→ Task instructions
[a] Answer these questions using the YouX excerpt, one answer per line, marked as the questions are:
(i) Which student newspaper does the union fund?
(ii) Since what year has the union been recognized as a statutory corporation?
(iii) In what year did the sports association become directly affiliated with the university?
[b] List every distinct year mentioned in the YouX excerpt.
[c] Reproduce the YouX excerpt word for word, everything from "YouX, officially the" down to "intention to merge.".

→ Page excerpt

YouX, officially the Adelaide University Union (AUU), is a student union at the University of Adelaide in South Australia. It provides academic advocacy, welfare and counselling services to students free of charge, funds the student newspaper On Dit, and owns a number of commercial operations on campus. It also oversees the Student Representative Council (SRC), an organisationally separate body responsible for student political representation.

It was founded in 1895 and since 1971 is recognised as a statutory corporation under the legislation governing the University of Adelaide. As of 2024, there are over 175 clubs and societies under the umbrella of the union.

In September 2024, YouX and the University of South Australia Student Association announced their intention to merge.

==History==
The Adelaide University Union was founded in 1895 and is one of the oldest students' unions in Australia.

Following the establishment of the student association, three founding sports clubs co-founded the Adelaide University Sports Association in 1896. The sports association was administered by the student union for over 100 years before becoming directly affiliated with the university in 2010. The Adelaide University Sports Association renamed to Adelaide University Sport that same year.

As of 2024, there are over 175 clubs and societies under the umbrella of the union. These include the Adelaide University Sciences Association (the oldest society at the union not related to sports), the Adelaide Medical Students' Society established in 1889 and the former Adelaide University Sports Association.

Records taken from a dataset:
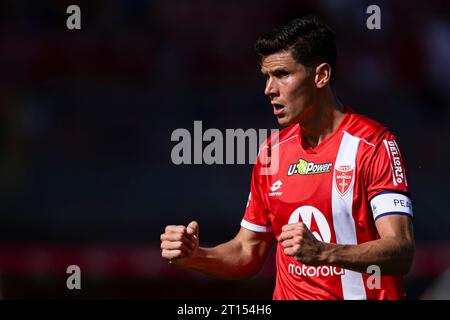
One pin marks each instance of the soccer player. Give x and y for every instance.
(330, 188)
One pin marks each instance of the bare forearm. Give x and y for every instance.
(228, 260)
(390, 254)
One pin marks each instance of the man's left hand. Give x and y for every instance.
(298, 242)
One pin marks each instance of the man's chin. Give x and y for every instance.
(284, 121)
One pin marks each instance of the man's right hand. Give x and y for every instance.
(179, 243)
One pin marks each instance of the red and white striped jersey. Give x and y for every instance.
(338, 189)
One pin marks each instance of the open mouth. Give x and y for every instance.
(277, 106)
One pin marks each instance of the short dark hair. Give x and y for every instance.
(311, 40)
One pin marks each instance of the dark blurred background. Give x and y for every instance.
(86, 118)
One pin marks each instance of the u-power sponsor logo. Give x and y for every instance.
(304, 167)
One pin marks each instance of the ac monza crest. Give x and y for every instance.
(343, 178)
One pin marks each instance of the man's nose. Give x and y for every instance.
(271, 88)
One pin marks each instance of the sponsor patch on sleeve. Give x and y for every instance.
(391, 203)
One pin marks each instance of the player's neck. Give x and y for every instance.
(323, 119)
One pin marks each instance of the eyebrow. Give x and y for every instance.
(278, 69)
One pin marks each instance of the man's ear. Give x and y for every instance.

→ Results by task
[a]
(i) On Dit
(ii) 1971
(iii) 2010

[b] 1889, 1895, 1896, 1971, 2010, 2024

[c]
YouX, officially the Adelaide University Union (AUU), is a student union at the University of Adelaide in South Australia. It provides academic advocacy, welfare and counselling services to students free of charge, funds the student newspaper On Dit, and owns a number of commercial operations on campus. It also oversees the Student Representative Council (SRC), an organisationally separate body responsible for student political representation.

It was founded in 1895 and since 1971 is recognised as a statutory corporation under the legislation governing the University of Adelaide. As of 2024, there are over 175 clubs and societies under the umbrella of the union.

In September 2024, YouX and the University of South Australia Student Association announced their intention to merge.